[Records in a dataset]

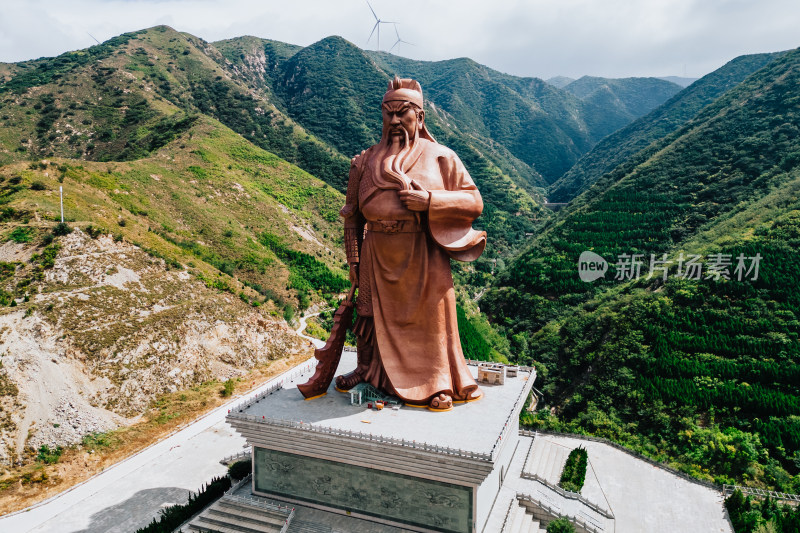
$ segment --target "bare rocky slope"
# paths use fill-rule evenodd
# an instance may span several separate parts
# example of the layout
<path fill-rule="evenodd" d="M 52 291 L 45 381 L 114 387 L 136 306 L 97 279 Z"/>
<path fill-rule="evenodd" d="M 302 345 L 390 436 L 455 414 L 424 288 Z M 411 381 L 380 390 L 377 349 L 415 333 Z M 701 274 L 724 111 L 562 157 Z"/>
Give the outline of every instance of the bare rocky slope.
<path fill-rule="evenodd" d="M 29 301 L 0 308 L 0 461 L 132 423 L 161 393 L 225 380 L 307 349 L 265 308 L 209 288 L 110 236 L 56 240 Z M 13 241 L 6 288 L 31 279 L 40 252 Z"/>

**WORK INSTRUCTIONS:** Present the material above as a Markdown table with two columns, Row and Line, where each row holds a row number and one line of the material, and blank lines are omitted. Leave the pictures out.

**SOLUTION FOR THIS PROBLEM:**
| Row | Line |
|---|---|
| 1 | $ segment --target "bare rocky slope" |
| 2 | # paths use fill-rule evenodd |
| 3 | # an instance may span several separate parts |
| 4 | # example of the layout |
| 5 | <path fill-rule="evenodd" d="M 52 291 L 45 381 L 114 387 L 136 306 L 97 279 Z"/> |
| 6 | <path fill-rule="evenodd" d="M 302 345 L 390 436 L 455 414 L 424 288 Z M 411 381 L 380 390 L 377 349 L 415 333 Z M 701 274 L 724 111 L 562 157 Z"/> |
| 7 | Give the outline of every instance of the bare rocky slope. |
| 8 | <path fill-rule="evenodd" d="M 29 301 L 0 308 L 0 461 L 132 423 L 161 393 L 225 380 L 307 349 L 265 308 L 209 288 L 110 236 L 56 240 Z M 13 241 L 6 288 L 31 279 L 40 252 Z"/> |